Items from a dataset:

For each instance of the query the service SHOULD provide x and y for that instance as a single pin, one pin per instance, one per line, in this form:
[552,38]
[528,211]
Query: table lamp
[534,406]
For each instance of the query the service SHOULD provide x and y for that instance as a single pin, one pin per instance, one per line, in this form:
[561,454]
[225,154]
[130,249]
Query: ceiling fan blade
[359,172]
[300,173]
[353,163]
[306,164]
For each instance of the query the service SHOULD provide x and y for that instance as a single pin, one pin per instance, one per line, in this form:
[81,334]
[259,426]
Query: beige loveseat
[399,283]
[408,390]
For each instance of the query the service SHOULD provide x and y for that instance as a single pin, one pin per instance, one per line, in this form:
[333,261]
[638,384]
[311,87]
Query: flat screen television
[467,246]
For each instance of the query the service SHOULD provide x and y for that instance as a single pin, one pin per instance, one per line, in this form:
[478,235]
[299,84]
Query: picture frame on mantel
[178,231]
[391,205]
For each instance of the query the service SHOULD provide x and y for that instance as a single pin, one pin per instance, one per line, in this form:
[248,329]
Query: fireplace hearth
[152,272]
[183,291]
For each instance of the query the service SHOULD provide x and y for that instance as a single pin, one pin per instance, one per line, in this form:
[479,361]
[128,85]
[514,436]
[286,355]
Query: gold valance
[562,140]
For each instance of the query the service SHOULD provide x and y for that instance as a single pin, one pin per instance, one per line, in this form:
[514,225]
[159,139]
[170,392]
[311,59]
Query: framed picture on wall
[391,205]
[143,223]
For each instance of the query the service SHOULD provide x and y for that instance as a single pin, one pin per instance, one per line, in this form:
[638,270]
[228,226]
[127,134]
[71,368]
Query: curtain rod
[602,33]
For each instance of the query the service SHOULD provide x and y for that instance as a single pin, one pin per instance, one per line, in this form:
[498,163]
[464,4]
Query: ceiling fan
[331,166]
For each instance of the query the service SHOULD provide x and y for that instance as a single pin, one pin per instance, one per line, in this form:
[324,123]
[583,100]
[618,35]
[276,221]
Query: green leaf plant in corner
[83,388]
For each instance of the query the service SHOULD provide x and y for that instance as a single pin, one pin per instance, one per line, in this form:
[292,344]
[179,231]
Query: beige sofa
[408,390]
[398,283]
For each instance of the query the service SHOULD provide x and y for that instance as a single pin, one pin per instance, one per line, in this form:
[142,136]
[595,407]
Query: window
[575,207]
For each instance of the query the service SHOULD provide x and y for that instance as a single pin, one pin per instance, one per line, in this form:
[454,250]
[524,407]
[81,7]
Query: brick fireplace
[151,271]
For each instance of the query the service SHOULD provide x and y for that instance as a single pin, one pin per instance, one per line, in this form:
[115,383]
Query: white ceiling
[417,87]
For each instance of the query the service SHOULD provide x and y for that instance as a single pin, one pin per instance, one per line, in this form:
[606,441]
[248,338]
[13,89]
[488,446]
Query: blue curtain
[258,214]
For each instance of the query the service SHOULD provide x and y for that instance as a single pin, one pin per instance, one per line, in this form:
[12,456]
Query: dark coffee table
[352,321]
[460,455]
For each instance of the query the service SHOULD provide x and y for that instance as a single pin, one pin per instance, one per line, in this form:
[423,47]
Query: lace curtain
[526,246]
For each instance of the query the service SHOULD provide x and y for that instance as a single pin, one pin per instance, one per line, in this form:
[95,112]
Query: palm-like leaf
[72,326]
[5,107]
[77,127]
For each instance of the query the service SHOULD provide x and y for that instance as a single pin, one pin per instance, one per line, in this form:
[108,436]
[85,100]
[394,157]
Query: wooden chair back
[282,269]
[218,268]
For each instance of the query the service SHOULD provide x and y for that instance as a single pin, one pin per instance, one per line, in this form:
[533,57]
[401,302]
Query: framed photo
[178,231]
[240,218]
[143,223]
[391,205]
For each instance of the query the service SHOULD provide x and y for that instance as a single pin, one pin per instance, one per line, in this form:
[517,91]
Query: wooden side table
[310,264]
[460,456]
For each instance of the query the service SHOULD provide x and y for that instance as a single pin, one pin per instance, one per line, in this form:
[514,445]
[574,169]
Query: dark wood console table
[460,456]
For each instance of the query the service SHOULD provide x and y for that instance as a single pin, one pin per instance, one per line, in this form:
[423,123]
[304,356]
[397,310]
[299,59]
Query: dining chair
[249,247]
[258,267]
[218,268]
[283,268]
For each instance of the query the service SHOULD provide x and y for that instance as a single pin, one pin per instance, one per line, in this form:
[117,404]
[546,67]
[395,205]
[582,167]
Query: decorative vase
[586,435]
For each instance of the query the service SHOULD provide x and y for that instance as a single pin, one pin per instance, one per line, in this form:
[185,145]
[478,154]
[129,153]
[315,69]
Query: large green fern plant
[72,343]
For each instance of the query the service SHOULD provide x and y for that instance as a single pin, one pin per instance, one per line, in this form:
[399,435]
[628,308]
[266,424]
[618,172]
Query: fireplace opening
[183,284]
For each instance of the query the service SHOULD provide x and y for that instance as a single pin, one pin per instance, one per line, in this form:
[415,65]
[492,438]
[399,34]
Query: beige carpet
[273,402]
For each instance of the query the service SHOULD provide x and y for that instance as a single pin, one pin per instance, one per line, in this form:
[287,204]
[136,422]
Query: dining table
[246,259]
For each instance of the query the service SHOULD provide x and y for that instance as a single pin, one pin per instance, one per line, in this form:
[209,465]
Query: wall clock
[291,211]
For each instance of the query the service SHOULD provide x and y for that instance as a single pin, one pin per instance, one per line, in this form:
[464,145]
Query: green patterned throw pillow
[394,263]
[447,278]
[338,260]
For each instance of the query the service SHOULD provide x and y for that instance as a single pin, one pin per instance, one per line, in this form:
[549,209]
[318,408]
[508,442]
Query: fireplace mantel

EXERCISE: Return every record above. Copy each one exactly.

SOLUTION TO THE EXERCISE:
For each instance of the query the service SHOULD provide x and y for that instance as a single pin, one pin per instance, one per line, in this form:
[552,38]
[528,211]
Query: table lamp
[534,406]
For each instance of the query the service SHOULD provide x and y for that instance as a single pin, one pin per instance, one per line, in this form:
[561,454]
[225,154]
[130,249]
Query: ceiling fan blade
[359,172]
[300,173]
[353,163]
[306,164]
For each instance of the query the service SHOULD provide x and y for that instance as a single pin, one pin per instance, one per line, in this form:
[81,334]
[259,426]
Query: beige loveseat
[399,283]
[408,390]
For each instance of the query the service SHOULD provide x and y for that instance as a single pin, one pin per instance, one per line, in this form:
[333,261]
[638,384]
[311,87]
Query: flat screen television
[467,246]
For each instance of the query the service SHOULD provide x and y for that instance as a single pin, one pin per instance, one per line, in this form:
[478,235]
[299,84]
Query: picture frame on mantel
[178,231]
[391,205]
For each instance of the query the service SHOULD provide x and y for that instance as a single pin, one pin per instance, one per line, in this form:
[248,329]
Query: fireplace hearth
[152,272]
[183,291]
For each instance of the query the service SHOULD provide x and y for that instance as a single pin, one pin per instance, one per line, in this form:
[479,361]
[128,85]
[514,436]
[286,355]
Query: gold valance
[562,140]
For each instance of the query the service SHOULD provide x and y for that instance as a single pin, one pin per instance, one per line, in this form:
[514,225]
[159,139]
[170,392]
[311,59]
Query: framed picture on wall
[391,205]
[143,223]
For each instance of the query the service SHOULD provide x and y for that instance as a single pin, one pin per instance, one per line, in this form:
[638,270]
[228,226]
[127,134]
[71,368]
Query: curtain rod
[602,33]
For each instance of the query the service SHOULD provide x and y for that instance as a single pin, one pin per instance, one per line, in this form:
[498,163]
[464,4]
Query: ceiling fan
[331,166]
For each instance of the query the service SHOULD provide x and y for that instance as a single pin, one pin per instance, one per line, in this form:
[324,123]
[583,100]
[618,35]
[276,221]
Query: green leaf plant in corner
[83,388]
For each instance of the query the service SHOULD provide x and y for that instance as a single pin, one pin per instance, one per line, in this form:
[292,344]
[179,231]
Query: beige sofa
[408,390]
[398,283]
For each instance of the query the service SHOULD provide x and y for that instance as a single pin, one pin per instance, one per line, in this form:
[142,136]
[595,407]
Query: window
[575,207]
For each instance of the query the service SHOULD provide x and y for that instance as a single pin, one pin per instance, one per line, in this form:
[454,250]
[524,407]
[81,7]
Query: brick fireplace
[151,271]
For each instance of the query the service SHOULD provide x and y for that instance as a single pin, one pin per instance, one per line, in this form:
[115,383]
Query: white ceiling
[417,87]
For each instance of the query the service SHOULD provide x and y for that instance as a single pin, one pin per instance, one per line, in this form:
[606,441]
[248,338]
[13,89]
[488,446]
Query: blue curtain
[258,214]
For each instance of the query the service SHOULD provide x and y for that instance as a single pin, one pin per instance, one per line, in this form:
[12,456]
Query: dark coffee table
[352,321]
[460,455]
For each instance of the query the service SHOULD provide x and y for that instance as a single pin, one pin per instance, one per line, in this form:
[423,47]
Query: lace curtain
[526,246]
For each instance of the query the service SHOULD provide x and y for that instance as a single pin, one pin per instance, one per line, in this form:
[95,112]
Query: palm-like leaf
[72,326]
[5,107]
[77,127]
For each instance of the query the service SHOULD provide x and y for that instance as a single pin, one pin per instance, one per line, in this form:
[108,436]
[85,100]
[394,157]
Query: wooden chair back
[282,269]
[218,268]
For each instance of the query the service SHOULD provide x and y for that instance as a single pin, one pin per instance, one per line, in this form:
[533,57]
[401,302]
Query: framed photo
[178,231]
[240,218]
[143,223]
[391,205]
For each instance of the query the service SHOULD provide x and y for that instance as a single pin, one pin per instance, one per line, in this form:
[517,91]
Query: wooden side table
[310,264]
[460,456]
For each instance of the query the service SHOULD provide x and y for that instance as a single pin, one pin per instance, one per line, in this form:
[514,445]
[574,169]
Query: dark wood console table
[460,456]
For each instance of the query the service SHOULD provide x and y for that instance as a single pin, one pin per instance, one per line, in this form:
[423,123]
[304,356]
[397,310]
[299,59]
Query: dining chair
[249,247]
[258,267]
[218,268]
[283,268]
For each instance of the query the service SHOULD provide x and y for that instance as a single pin, one pin per instance, one per line, in this form:
[117,404]
[546,67]
[395,205]
[582,167]
Query: decorative vase
[586,435]
For each instance of the query the service SHOULD provide x and y for that instance as a single pin, one pin per instance, one per line, in this form:
[185,145]
[478,154]
[129,153]
[315,69]
Query: large green fern plant
[72,343]
For each instance of the query the service SHOULD provide x and y for that instance as a single pin, one pin per instance, one per line, in this form:
[399,435]
[628,308]
[266,424]
[618,172]
Query: fireplace opening
[183,284]
For each instance of the query the service SHOULD provide x and y for that instance as a single pin, one pin per instance, one per line, in this form:
[415,65]
[492,438]
[399,34]
Query: beige carpet
[273,402]
For each instance of the query the service SHOULD provide x and y for that instance as a single pin, one pin per instance, one per line, in this form:
[287,204]
[136,422]
Query: dining table
[246,259]
For each instance of the query the service SHOULD provide x and y for that instance as a single pin, one pin per instance, one per line, in this form:
[209,465]
Query: wall clock
[291,211]
For each instance of the query the service SHOULD provide x and y for that instance as a single pin, one pin per instance, one per line, in this form:
[464,145]
Query: green patterned throw pillow
[394,263]
[447,278]
[338,260]
For each instance of the query the service SHOULD provide x and y for that instance as a single pin, one pin per instance, one per line, in this form:
[549,209]
[318,408]
[508,442]
Query: fireplace mantel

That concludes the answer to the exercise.